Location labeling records
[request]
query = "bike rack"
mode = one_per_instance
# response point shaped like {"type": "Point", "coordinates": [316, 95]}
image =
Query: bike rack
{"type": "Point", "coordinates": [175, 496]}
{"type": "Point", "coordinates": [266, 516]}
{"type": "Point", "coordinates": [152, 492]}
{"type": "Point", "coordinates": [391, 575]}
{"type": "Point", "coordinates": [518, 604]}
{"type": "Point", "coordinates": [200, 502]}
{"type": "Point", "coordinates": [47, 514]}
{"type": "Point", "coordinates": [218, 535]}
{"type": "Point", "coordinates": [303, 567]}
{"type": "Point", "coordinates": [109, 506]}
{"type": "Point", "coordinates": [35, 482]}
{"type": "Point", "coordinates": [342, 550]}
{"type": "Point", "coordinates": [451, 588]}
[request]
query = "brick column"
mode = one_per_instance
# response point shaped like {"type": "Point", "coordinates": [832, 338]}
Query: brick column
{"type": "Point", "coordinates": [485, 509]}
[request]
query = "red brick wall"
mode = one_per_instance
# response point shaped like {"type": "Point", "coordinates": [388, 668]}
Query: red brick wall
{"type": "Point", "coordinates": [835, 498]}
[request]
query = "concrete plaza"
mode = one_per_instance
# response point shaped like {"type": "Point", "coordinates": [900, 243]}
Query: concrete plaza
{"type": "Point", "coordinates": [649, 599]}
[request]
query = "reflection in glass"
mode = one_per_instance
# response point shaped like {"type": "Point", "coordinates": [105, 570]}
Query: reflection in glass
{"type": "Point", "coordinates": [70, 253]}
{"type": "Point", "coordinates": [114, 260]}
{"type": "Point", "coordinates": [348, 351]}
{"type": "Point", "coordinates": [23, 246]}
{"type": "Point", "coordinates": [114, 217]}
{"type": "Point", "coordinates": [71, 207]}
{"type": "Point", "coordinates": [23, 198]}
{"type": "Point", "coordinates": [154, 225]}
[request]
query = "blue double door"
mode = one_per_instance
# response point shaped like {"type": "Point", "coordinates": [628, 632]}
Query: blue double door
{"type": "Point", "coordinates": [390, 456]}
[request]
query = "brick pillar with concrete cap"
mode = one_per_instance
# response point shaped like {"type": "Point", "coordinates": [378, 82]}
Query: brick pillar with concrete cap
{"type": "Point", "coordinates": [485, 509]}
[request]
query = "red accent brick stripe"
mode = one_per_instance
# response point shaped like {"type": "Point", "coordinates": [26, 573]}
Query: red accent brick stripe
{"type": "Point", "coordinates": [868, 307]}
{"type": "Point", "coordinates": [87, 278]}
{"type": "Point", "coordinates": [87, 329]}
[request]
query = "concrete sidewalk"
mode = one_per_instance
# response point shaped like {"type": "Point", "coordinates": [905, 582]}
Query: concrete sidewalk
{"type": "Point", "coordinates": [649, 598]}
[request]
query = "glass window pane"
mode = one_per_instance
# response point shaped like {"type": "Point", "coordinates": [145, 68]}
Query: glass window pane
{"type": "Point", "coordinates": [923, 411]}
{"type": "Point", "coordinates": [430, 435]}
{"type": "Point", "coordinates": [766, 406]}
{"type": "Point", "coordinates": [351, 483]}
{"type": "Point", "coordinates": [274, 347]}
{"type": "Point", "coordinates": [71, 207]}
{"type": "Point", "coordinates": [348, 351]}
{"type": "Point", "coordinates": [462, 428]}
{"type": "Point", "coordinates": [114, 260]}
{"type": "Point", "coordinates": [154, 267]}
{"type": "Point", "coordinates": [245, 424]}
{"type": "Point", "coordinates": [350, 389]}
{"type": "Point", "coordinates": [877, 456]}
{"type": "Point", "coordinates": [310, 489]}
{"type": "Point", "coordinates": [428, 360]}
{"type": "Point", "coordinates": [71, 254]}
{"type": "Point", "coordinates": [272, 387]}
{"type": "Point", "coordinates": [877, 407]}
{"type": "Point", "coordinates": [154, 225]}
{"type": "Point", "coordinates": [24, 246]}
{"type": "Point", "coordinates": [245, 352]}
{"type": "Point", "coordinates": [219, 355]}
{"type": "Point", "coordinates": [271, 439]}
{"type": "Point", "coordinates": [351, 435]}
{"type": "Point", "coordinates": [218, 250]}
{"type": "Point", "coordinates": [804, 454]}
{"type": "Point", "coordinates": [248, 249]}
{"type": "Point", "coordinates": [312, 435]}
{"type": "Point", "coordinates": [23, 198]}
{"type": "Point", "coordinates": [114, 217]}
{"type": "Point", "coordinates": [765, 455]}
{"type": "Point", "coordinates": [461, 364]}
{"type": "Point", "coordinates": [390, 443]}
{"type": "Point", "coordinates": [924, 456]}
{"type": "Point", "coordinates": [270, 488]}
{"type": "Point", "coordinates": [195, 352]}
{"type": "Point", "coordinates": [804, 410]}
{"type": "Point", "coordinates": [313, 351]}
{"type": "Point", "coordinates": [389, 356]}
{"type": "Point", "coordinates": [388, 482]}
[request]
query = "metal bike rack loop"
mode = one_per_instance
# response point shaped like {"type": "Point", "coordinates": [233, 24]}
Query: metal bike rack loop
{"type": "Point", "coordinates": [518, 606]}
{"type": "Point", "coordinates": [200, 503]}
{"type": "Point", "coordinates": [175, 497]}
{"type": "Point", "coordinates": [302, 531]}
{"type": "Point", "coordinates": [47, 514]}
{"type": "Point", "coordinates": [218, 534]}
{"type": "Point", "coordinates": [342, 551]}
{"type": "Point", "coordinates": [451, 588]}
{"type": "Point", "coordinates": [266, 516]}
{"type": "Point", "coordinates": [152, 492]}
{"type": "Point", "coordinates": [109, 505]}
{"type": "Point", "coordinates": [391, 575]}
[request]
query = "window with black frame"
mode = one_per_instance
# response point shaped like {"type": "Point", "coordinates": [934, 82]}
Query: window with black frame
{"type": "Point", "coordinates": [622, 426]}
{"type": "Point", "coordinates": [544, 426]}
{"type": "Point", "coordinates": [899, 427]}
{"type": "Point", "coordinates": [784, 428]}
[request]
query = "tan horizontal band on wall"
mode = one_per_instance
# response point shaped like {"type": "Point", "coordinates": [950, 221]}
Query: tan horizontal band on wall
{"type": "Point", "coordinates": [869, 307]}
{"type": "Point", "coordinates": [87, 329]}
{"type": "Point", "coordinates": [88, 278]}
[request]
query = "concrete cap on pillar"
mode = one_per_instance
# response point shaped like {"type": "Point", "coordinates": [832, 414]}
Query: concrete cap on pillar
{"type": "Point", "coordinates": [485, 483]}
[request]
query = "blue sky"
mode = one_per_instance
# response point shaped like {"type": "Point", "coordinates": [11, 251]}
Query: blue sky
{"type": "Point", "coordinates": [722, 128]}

_WHAT NEEDS TO BE DONE_
Reproduce the data, keeping every line exactly the same.

_RESPONSE_
[request]
query = "bike rack"
mode = one_per_instance
# response point shaped like {"type": "Point", "coordinates": [316, 95]}
image =
Query: bike rack
{"type": "Point", "coordinates": [175, 496]}
{"type": "Point", "coordinates": [266, 516]}
{"type": "Point", "coordinates": [152, 492]}
{"type": "Point", "coordinates": [391, 575]}
{"type": "Point", "coordinates": [518, 604]}
{"type": "Point", "coordinates": [200, 502]}
{"type": "Point", "coordinates": [47, 514]}
{"type": "Point", "coordinates": [218, 535]}
{"type": "Point", "coordinates": [303, 567]}
{"type": "Point", "coordinates": [109, 506]}
{"type": "Point", "coordinates": [35, 482]}
{"type": "Point", "coordinates": [342, 550]}
{"type": "Point", "coordinates": [451, 588]}
[request]
query = "brick column"
mode = one_per_instance
# response point shaped like {"type": "Point", "coordinates": [832, 338]}
Query: brick column
{"type": "Point", "coordinates": [485, 509]}
[request]
query = "red brick wall"
mode = one_per_instance
# response point shaped like {"type": "Point", "coordinates": [388, 668]}
Query: red brick wall
{"type": "Point", "coordinates": [835, 498]}
[request]
query = "concrete plaza"
mode = one_per_instance
# response point shaped like {"type": "Point", "coordinates": [900, 243]}
Query: concrete plaza
{"type": "Point", "coordinates": [649, 599]}
[request]
query = "reflection in glass"
mode = one_per_instance
# response point shaped like {"type": "Point", "coordinates": [105, 570]}
Query: reflection in glass
{"type": "Point", "coordinates": [70, 253]}
{"type": "Point", "coordinates": [114, 260]}
{"type": "Point", "coordinates": [348, 351]}
{"type": "Point", "coordinates": [23, 246]}
{"type": "Point", "coordinates": [114, 217]}
{"type": "Point", "coordinates": [71, 207]}
{"type": "Point", "coordinates": [23, 198]}
{"type": "Point", "coordinates": [154, 225]}
[request]
query = "blue double door"
mode = one_per_instance
# response point shaped like {"type": "Point", "coordinates": [628, 632]}
Query: blue double door
{"type": "Point", "coordinates": [390, 456]}
[request]
query = "brick pillar with concrete cap"
mode = one_per_instance
# response point shaped like {"type": "Point", "coordinates": [378, 82]}
Query: brick pillar with concrete cap
{"type": "Point", "coordinates": [485, 509]}
[request]
query = "red accent brick stripe"
mode = one_per_instance
# response point shaped like {"type": "Point", "coordinates": [26, 573]}
Query: red accent brick stripe
{"type": "Point", "coordinates": [868, 307]}
{"type": "Point", "coordinates": [87, 278]}
{"type": "Point", "coordinates": [87, 329]}
[request]
query = "concrete sidewalk"
mode = one_per_instance
# response point shaped like {"type": "Point", "coordinates": [905, 582]}
Query: concrete sidewalk
{"type": "Point", "coordinates": [649, 598]}
[request]
query = "glass window pane"
mode = one_per_instance
# response point shaped like {"type": "Point", "coordinates": [145, 68]}
Query: glass window pane
{"type": "Point", "coordinates": [923, 411]}
{"type": "Point", "coordinates": [430, 435]}
{"type": "Point", "coordinates": [766, 406]}
{"type": "Point", "coordinates": [351, 483]}
{"type": "Point", "coordinates": [274, 347]}
{"type": "Point", "coordinates": [71, 207]}
{"type": "Point", "coordinates": [348, 351]}
{"type": "Point", "coordinates": [462, 428]}
{"type": "Point", "coordinates": [114, 260]}
{"type": "Point", "coordinates": [154, 267]}
{"type": "Point", "coordinates": [245, 424]}
{"type": "Point", "coordinates": [350, 389]}
{"type": "Point", "coordinates": [877, 456]}
{"type": "Point", "coordinates": [310, 489]}
{"type": "Point", "coordinates": [428, 360]}
{"type": "Point", "coordinates": [71, 254]}
{"type": "Point", "coordinates": [272, 387]}
{"type": "Point", "coordinates": [877, 407]}
{"type": "Point", "coordinates": [154, 225]}
{"type": "Point", "coordinates": [24, 246]}
{"type": "Point", "coordinates": [245, 352]}
{"type": "Point", "coordinates": [219, 355]}
{"type": "Point", "coordinates": [271, 439]}
{"type": "Point", "coordinates": [351, 435]}
{"type": "Point", "coordinates": [218, 250]}
{"type": "Point", "coordinates": [804, 454]}
{"type": "Point", "coordinates": [248, 249]}
{"type": "Point", "coordinates": [312, 435]}
{"type": "Point", "coordinates": [23, 198]}
{"type": "Point", "coordinates": [114, 217]}
{"type": "Point", "coordinates": [765, 455]}
{"type": "Point", "coordinates": [461, 364]}
{"type": "Point", "coordinates": [390, 443]}
{"type": "Point", "coordinates": [924, 456]}
{"type": "Point", "coordinates": [270, 488]}
{"type": "Point", "coordinates": [195, 352]}
{"type": "Point", "coordinates": [804, 410]}
{"type": "Point", "coordinates": [313, 351]}
{"type": "Point", "coordinates": [389, 356]}
{"type": "Point", "coordinates": [388, 482]}
[request]
query = "metal bike rack loop"
mode = one_per_instance
# response point shaped like {"type": "Point", "coordinates": [233, 24]}
Query: metal bike rack loop
{"type": "Point", "coordinates": [518, 606]}
{"type": "Point", "coordinates": [200, 503]}
{"type": "Point", "coordinates": [175, 497]}
{"type": "Point", "coordinates": [302, 531]}
{"type": "Point", "coordinates": [47, 514]}
{"type": "Point", "coordinates": [218, 534]}
{"type": "Point", "coordinates": [342, 551]}
{"type": "Point", "coordinates": [451, 588]}
{"type": "Point", "coordinates": [266, 516]}
{"type": "Point", "coordinates": [152, 492]}
{"type": "Point", "coordinates": [109, 505]}
{"type": "Point", "coordinates": [391, 575]}
[request]
query = "window with black frame"
mode = one_per_instance
# response point shaped like {"type": "Point", "coordinates": [934, 82]}
Query: window with black frame
{"type": "Point", "coordinates": [622, 426]}
{"type": "Point", "coordinates": [544, 426]}
{"type": "Point", "coordinates": [899, 427]}
{"type": "Point", "coordinates": [784, 428]}
[request]
query = "tan horizontal band on wall"
mode = one_per_instance
# response point shaped like {"type": "Point", "coordinates": [950, 221]}
Query: tan horizontal band on wall
{"type": "Point", "coordinates": [869, 307]}
{"type": "Point", "coordinates": [87, 329]}
{"type": "Point", "coordinates": [88, 278]}
[request]
query = "concrete cap on pillar"
mode = one_per_instance
# response point shaped like {"type": "Point", "coordinates": [832, 414]}
Query: concrete cap on pillar
{"type": "Point", "coordinates": [485, 483]}
[request]
query = "blue sky"
mode = one_per_instance
# response point shaped like {"type": "Point", "coordinates": [11, 251]}
Query: blue sky
{"type": "Point", "coordinates": [722, 128]}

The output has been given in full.